## ESTRATTO FORNITO
= = =

Felice
Brothers
From
Dreams to Dust
(Yep Roc – 2021)
File Under:
Dust to Dust
Davvero strana la storia dei
Felice Brothers da un punto di vista del “successo” (per quanto quantificabile
esso possa ancora essere). Osannati un po’ ovunque anche a dismisura ai tempi
di Tonight at the Arizona e dell’omonimo del 2008, paradossalmente non giustamente
riconosciuti per il loro disco più maturo (Yonder is the Clock), la band
Ian e James Felice vive da qualche anno una sorta di oblio. Non nelle nostre
pagine, dove non abbiamo mai smesso di notare che, dopo aver perso un po’ di
credibilità sbagliando il disco all’insegna del “proviamo ad essere moderni anche
noi” (Celebration, Florida del 2011), la loro produzione dell’ultimo decennio
ha avuto una linea qualitativa tutt’altro che discendente. Anzi, From
Dreams to Dust potrebbe addirittura rivelarsi il loro disco migliore,
perché sarà la forza dell’esperienza, ma stavolta i quattro (ai fratelli si
aggiungono oggi Will Lawrence e Jesske Hume) ce l’hanno davvero fatta a mettere
la loro grande ispirazione da American-Band ben evidenziata da album già molto
validi come Undress o Life in the Dark, con uno spirito più in
linea con gli anni 2000. Che sia la volta buona che riusciamo a farli ascoltare
anche a chi li riteneva “troppo country”? Non che ci siano grandi
stravolgimenti, ma la straordinaria apertura di Jazz on the Autobahn,
storia di una coppia in fuga da vari disastri, penso sia un brano che ha una carica
emotiva che travalica i gusti di genere. Per il resto il disco vive sul contrato
tra tempi più movimentati (To-do List) e ballate sofferte, con testi che
riflettono sullo scorrere del tempo e la consapevolezza di stare invecchiando
in un mondo che non si ha più la forza (e forse la voglia) di cambiare
(l’evocativa Land Of Yesterdays). Basta comunque sentire il drumming
ossessivo di Money Talks (altro episodio davvero notevole) per capire
l’ottimo sforzo produttivo della band, che per il resto offre un repertorio
comunque in linea con la propria filosofia, come le sognanti aperture melodiche
dell’ipnotica Valium, le riflessioni sulla celebrità di Inferno (“Who's
that singing in the land of the falling rain? I think it's Kurt Cobain”) e
l’ottimo up-tempo di Celebrity X, e qualche country strascicato come Silverfish.

= = =

## DATI IN INGRESSO
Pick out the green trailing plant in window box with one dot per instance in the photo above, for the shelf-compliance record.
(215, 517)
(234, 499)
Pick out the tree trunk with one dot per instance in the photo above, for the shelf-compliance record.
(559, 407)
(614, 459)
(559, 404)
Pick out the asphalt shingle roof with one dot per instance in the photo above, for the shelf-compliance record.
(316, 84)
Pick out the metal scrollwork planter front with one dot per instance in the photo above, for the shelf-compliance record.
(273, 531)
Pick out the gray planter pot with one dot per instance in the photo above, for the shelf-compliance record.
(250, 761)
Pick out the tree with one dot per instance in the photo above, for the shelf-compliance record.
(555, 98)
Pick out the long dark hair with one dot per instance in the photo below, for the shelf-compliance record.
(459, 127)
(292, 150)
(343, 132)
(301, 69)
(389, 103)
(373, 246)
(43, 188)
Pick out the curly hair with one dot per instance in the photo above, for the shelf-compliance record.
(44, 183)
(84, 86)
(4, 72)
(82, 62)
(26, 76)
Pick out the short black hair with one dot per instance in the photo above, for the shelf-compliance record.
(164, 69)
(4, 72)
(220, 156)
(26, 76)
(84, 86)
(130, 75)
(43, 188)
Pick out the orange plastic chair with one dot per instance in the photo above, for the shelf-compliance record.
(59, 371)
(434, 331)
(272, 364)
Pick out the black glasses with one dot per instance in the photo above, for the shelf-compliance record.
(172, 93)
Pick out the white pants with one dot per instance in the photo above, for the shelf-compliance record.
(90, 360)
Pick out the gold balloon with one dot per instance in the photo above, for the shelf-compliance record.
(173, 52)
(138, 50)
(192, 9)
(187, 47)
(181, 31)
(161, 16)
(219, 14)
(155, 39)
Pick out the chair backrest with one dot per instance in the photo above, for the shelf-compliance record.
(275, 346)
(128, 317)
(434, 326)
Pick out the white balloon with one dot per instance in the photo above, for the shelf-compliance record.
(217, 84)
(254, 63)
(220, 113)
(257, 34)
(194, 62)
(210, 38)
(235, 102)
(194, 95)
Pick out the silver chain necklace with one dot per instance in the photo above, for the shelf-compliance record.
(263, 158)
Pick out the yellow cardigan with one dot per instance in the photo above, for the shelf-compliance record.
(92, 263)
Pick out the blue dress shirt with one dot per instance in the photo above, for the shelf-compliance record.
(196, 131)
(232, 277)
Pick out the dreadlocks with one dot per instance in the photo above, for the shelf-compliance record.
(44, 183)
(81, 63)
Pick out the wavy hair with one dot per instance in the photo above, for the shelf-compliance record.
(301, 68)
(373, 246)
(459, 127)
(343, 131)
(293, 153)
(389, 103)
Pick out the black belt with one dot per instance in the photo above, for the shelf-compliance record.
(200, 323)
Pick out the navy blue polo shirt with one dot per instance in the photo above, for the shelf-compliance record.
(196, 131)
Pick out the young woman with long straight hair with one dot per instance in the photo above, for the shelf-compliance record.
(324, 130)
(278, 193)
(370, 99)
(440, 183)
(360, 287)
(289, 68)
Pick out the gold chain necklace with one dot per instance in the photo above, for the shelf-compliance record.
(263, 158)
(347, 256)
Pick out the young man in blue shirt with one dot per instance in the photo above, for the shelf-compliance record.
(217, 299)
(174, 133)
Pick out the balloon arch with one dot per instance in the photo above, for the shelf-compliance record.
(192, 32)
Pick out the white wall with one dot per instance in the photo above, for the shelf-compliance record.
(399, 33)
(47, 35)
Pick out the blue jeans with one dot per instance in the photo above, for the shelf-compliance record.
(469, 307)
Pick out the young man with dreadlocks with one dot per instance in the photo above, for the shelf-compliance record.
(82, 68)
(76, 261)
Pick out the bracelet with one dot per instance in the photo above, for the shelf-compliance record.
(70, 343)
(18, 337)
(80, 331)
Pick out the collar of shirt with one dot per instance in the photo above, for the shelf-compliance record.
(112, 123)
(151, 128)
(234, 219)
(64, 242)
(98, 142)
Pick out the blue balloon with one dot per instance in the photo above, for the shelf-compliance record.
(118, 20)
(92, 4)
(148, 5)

= = =

## OBIETTIVO A
In base all'estratto sull'album From Dreams to Dust, stabilisci se ciascuna di queste affermazioni è corretta: (i) oggi la band conta quattro membri; (ii) Celebration, Florida è uscito nel 2008; (iii) in Money Talks la batteria è ossessiva. Per ognuna rispondi sì o no e cita tra virgolette le parole dell'estratto che lo dimostrano.
## OBIETTIVO B
Trascrivi parola per parola le righe dell'elenco a partire da quella che contiene «Pick out the blue balloon», inclusa, fino all'ultima riga dell'elenco compresa.
L'estratto e l'elenco provengono da fonti distinte.

## ESITO DELL'ESERCIZIO A
(i) Sì: «stavolta i quattro (ai fratelli si aggiungono oggi Will Lawrence e Jesske Hume)».
(ii) No: «(Celebration, Florida del 2011)».
(iii) Sì: «il drumming ossessivo di Money Talks».

## ESITO DELL'ESERCIZIO B
Pick out the blue balloon with one dot per instance in the photo above, for the shelf-compliance record.
(118, 20)
(92, 4)
(148, 5)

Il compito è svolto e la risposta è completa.